*Exercise objective*:
Swap "kayak" for "canoe" and write out only the lines from the one containing "Referring to the screen above, point out where the black" through the one containing "[0,0,535,456]", changing nothing else.

[begin Data to use]

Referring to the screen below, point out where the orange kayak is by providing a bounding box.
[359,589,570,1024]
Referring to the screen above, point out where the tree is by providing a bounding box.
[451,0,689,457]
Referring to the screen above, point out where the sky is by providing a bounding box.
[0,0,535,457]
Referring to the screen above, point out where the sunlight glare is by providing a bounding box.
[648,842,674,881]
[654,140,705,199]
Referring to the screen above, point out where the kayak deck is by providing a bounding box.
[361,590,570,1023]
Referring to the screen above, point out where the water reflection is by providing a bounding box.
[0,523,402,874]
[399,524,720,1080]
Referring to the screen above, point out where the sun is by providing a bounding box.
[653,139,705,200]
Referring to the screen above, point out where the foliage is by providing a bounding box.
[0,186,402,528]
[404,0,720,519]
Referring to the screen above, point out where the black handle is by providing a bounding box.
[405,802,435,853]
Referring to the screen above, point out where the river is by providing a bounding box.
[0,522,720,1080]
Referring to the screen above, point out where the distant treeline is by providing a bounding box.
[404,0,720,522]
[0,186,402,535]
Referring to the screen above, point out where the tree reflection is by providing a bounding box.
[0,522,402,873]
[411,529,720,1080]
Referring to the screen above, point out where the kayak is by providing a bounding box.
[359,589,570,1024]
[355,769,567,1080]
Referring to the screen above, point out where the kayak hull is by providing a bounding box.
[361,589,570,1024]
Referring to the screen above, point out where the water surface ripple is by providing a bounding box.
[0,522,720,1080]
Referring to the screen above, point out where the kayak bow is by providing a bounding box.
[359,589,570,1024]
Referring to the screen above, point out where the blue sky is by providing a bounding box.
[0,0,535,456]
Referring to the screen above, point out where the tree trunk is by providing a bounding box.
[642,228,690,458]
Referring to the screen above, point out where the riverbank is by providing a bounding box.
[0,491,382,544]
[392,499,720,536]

[end Data to use]

*Exercise response*:
Referring to the screen above, point out where the black handle is by providing a bounding box.
[405,802,435,853]
Referring to the screen above, point out where the river is by providing a bounding box.
[0,522,720,1080]
Referring to the screen above, point out where the distant treeline is by providing a bounding box.
[404,0,720,522]
[0,186,402,535]
Referring to the screen above, point out where the tree reflection is by providing a bounding box.
[0,522,402,873]
[411,529,720,1080]
Referring to the screen above, point out where the canoe is by providing a bounding box.
[359,589,570,1024]
[355,769,567,1080]
Referring to the screen above, point out where the canoe hull is by providing a bounding box.
[361,589,570,1024]
Referring to the screen above, point out where the water surface ripple is by providing a bounding box.
[0,522,720,1080]
Referring to the screen above, point out where the canoe bow is by providing a bounding box.
[359,589,570,1024]
Referring to the screen above, point out where the blue sky is by providing a bounding box.
[0,0,535,456]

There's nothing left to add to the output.